*KURZE AUFGABE 1*. Nenne alle Benutzernamen, unter denen im Forumsverlauf zum Java-Lernen ein Beitrag mit eigener Überschrift steht, jeden Namen nur einmal.

*VORLIEGENDER TEXT*.
Das "System.in" in der Klammer zeigt dem Programm, dass eine Eingabe erfolgt und keine Ausgabe.
Dies ist auch ein eleganter & nichtmal schwerer Weg.

Best regards,
x22


----------



## Tamara28 (27. Feb 2012)

Auch sehr hilfreich Danke. Ich hänge hier schon wieder bei Java fest allerdings, werde ich diesmal nicht gleich wieder um Hilfe schreien, sondern mal schauen das ich diesmal den Fehler selber finde. ???:L

Lg Tami


----------



## x22 (27. Feb 2012)

Wo hängst denn fest?
Schreib hier einfach rein und ich helfe dir gerne weiter.
Wir haben alle mal angefangen, von daher ist Hilfe nichts schlimmes 

x22


----------



## Marcinek (27. Feb 2012)

Tamara28 hat gesagt.:


> Auch sehr hilfreich Danke. Ich hänge hier schon wieder bei Java fest allerdings, werde ich diesmal nicht gleich wieder um Hilfe schreien, sondern mal schauen das ich diesmal den Fehler selber finde. ???:L
> 
> Lg Tami



Finde ich super ;D

:toll:


----------



## Tamara28 (27. Feb 2012)

x22 hat gesagt.:


> Wo hängst denn fest?
> Schreib hier einfach rein und ich helfe dir gerne weiter.
> Wir haben alle mal angefangen, von daher ist Hilfe nichts schlimmes
> 
> ...


----------



## Shakra (27. Feb 2012)

Hi
ich bin auch ganz neu bei java und ich lerne es auf dieser Seite: Java Tutorial interaktiv - Programmieren lernen mit Java
Da ist alles wirklich sehr gut erklärt, aufjedenfall besser als ein Buch(für den start)..

so und viel Erfolg=)


----------



## Tamara28 (27. Feb 2012)

Danke ich habe sie mir erst mal als Lesezeichen gespeichet. Am Anfang ist man wohl Froh über jede Hilfe die nicht allzu kompliziert erklärt ist. Ich habe ja auch erst vor zwei Tagen angefangen, da werden wohl noch eine menge Stolpersteine auf mich warten.


----------



## jgh (27. Feb 2012)

Nicht nur huebsch, sondern auch ehrgeizig...Respekt


----------



## Tamara28 (27. Feb 2012)

Ich Denke wenn ich erst einmal das ganze Grundgerüst von Java verstanden habe, dann wird es nicht mehr ganz so schwer sein. Bis dahin werde ich Sicher noch einige male um Hilfe Bitten.


----------



## x22 (27. Feb 2012)

Tamara28 hat gesagt.:


> Ich Denke wenn ich erst einmal das ganze Grundgerüst von Java verstanden habe, dann wird es nicht mehr ganz so schwer sein. Bis dahin werde ich Sicher noch einige male um Hilfe Bitten.




Klemm dich da hinter, ein halbes Jahr wirst du schon einplanen müssen für die Basics und um das Grundgerüst von OOP zu verstehen.. danach kommen andere Themen.. Lass die GUI-Oberflächenprogrammierung erstmal hinten stehen, dafür gibt es später sowieso tools, die das für dich erledigen.

Am besten kaufst du dir noch ein Fachbuch in einem Buchladen, da gibt es sehr gute.

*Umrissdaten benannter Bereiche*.

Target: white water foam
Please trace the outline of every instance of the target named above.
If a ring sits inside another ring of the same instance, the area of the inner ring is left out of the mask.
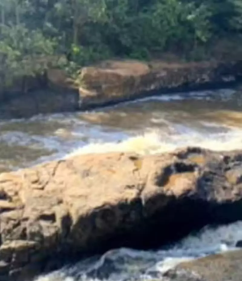
[[[126,248],[111,250],[66,266],[36,281],[124,281],[159,278],[179,263],[211,254],[235,249],[242,238],[242,221],[211,228],[204,227],[169,248],[155,251]]]
[[[214,150],[228,151],[242,148],[242,130],[205,135],[197,132],[169,134],[159,130],[131,137],[120,142],[102,142],[96,140],[77,148],[66,158],[89,153],[134,152],[141,155],[171,151],[186,146],[199,146]]]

*KURZE AUFGABE 2*. Benenne in der Liste alles vom Anfang bis einschließlich der Zeile mit „If a ring sits“ um, indem du „ring“ überall durch „loop“ ersetzt. Gib nur diese Zeilen aus und lass alles andere unverändert.

*VOLLSTÄNDIGE AUSGABE 1*. Tamara28, x22, Marcinek, Shakra, jgh

*VOLLSTÄNDIGE AUSGABE 2*.
Target: white water foam
Please trace the outline of every instance of the target named above.
If a loop sits inside another loop of the same instance, the area of the inner loop is left out of the mask.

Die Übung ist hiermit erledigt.